** Start of MATERIAL FOR THIS TASK **

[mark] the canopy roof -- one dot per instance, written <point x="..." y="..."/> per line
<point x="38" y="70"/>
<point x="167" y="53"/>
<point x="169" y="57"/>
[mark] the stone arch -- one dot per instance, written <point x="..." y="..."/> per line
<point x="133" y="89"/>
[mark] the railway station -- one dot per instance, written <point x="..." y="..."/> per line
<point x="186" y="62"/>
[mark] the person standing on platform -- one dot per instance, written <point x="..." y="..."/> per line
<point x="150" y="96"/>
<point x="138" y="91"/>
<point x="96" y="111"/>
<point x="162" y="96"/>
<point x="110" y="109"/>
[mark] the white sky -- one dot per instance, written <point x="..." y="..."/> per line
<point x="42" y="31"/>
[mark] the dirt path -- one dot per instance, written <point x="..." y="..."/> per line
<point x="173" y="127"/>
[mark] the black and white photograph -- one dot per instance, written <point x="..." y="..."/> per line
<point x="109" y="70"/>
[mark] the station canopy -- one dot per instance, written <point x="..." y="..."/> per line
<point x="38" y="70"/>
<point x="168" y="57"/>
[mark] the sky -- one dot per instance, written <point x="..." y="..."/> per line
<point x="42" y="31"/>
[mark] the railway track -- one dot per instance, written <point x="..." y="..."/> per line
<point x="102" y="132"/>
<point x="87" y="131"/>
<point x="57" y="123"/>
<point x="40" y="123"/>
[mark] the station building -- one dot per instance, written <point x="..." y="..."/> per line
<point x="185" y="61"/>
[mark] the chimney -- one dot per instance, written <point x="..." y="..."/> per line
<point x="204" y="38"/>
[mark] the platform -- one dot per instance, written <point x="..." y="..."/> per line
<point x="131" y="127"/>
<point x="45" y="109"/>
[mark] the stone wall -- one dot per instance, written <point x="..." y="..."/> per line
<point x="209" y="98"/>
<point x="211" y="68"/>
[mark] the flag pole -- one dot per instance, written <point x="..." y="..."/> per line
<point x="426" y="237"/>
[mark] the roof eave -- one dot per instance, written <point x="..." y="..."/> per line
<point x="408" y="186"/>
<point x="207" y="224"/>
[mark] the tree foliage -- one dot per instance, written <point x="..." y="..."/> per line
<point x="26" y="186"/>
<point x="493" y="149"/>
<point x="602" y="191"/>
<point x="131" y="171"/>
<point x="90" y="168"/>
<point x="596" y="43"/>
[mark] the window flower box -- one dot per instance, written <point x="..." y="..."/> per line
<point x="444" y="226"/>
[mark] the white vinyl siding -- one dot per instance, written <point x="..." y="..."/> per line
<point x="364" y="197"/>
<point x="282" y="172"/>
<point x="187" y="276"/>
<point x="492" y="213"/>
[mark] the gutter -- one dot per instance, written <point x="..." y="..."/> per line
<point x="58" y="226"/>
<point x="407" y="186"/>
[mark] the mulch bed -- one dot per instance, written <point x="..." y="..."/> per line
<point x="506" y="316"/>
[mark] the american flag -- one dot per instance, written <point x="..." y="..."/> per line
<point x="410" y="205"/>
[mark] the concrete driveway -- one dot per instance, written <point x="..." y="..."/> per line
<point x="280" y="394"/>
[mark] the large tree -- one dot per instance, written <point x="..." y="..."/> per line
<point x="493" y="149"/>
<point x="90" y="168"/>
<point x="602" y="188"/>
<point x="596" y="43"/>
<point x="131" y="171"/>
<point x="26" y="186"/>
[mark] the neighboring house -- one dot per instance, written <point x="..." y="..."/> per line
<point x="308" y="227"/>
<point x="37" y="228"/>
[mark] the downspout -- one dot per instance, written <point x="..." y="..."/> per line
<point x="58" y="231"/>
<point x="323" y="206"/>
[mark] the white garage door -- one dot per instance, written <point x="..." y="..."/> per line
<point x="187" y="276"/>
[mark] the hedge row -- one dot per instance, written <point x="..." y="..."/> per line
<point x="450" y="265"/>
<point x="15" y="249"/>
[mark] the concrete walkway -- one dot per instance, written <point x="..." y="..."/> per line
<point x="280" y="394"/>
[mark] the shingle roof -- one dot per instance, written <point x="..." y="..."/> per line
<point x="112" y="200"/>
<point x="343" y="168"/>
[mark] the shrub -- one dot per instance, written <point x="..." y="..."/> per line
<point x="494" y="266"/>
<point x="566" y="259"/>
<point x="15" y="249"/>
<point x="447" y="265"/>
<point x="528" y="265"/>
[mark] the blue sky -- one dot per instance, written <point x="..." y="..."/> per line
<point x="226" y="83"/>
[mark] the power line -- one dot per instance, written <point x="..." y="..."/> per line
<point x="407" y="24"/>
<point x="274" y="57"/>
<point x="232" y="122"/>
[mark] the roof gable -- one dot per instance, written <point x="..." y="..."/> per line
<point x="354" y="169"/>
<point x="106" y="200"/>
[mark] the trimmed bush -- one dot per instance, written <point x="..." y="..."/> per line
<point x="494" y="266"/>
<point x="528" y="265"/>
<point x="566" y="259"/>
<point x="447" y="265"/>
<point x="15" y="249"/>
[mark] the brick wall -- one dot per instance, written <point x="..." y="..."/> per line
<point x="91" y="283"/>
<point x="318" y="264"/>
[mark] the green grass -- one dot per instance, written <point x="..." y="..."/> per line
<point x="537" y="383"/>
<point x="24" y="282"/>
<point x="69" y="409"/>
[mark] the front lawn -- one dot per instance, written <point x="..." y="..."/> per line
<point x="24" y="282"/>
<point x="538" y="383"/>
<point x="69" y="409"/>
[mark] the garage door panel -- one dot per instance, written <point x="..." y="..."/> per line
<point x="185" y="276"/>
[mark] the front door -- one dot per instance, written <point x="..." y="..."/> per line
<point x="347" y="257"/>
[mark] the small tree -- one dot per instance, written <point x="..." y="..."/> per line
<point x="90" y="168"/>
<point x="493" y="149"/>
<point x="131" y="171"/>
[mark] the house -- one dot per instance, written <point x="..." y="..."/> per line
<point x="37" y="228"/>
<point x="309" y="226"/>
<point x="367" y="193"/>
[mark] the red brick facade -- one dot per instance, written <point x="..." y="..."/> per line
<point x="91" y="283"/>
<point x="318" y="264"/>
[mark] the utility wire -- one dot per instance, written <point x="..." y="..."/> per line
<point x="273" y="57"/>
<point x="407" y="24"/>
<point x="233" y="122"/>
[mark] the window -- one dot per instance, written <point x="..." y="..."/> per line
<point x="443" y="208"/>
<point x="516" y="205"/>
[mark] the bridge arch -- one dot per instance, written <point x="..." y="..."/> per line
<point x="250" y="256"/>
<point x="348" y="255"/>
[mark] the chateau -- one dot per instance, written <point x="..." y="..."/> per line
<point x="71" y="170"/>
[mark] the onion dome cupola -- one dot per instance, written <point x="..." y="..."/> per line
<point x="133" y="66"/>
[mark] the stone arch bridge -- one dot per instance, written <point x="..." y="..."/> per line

** End of MATERIAL FOR THIS TASK **

● SET TASK
Repeat every line of the items exactly, from the line containing "[mark] the front lawn" down through the last line of the items, including both ends.

● SOLUTION TO THE PROBLEM
[mark] the front lawn -- one dot per instance, written <point x="..." y="..."/> per line
<point x="24" y="282"/>
<point x="538" y="383"/>
<point x="69" y="409"/>
[mark] the garage door panel -- one dot per instance, written <point x="..." y="..."/> per line
<point x="185" y="276"/>
[mark] the front door -- one dot per instance, written <point x="..." y="..."/> per line
<point x="347" y="257"/>
[mark] the small tree -- one dot per instance, written <point x="..." y="..."/> per line
<point x="90" y="168"/>
<point x="493" y="149"/>
<point x="131" y="171"/>
[mark] the house -- one dot per instance, written <point x="..." y="..."/> per line
<point x="37" y="228"/>
<point x="309" y="226"/>
<point x="367" y="193"/>
[mark] the red brick facade -- one dot per instance, written <point x="..." y="..."/> per line
<point x="91" y="283"/>
<point x="318" y="264"/>
[mark] the utility wire -- one dot per instance, written <point x="..." y="..."/> per line
<point x="273" y="57"/>
<point x="407" y="24"/>
<point x="233" y="122"/>
[mark] the window -- one dot per instance, written <point x="..." y="..."/> per line
<point x="443" y="208"/>
<point x="516" y="205"/>
[mark] the bridge arch -- one dot per instance, written <point x="..." y="..."/> per line
<point x="250" y="256"/>
<point x="348" y="255"/>
[mark] the chateau -- one dot per instance, written <point x="..." y="..."/> per line
<point x="71" y="170"/>
[mark] the onion dome cupola -- one dot per instance, written <point x="..." y="..."/> per line
<point x="133" y="66"/>
[mark] the stone arch bridge -- one dot per instance, written <point x="..." y="..."/> per line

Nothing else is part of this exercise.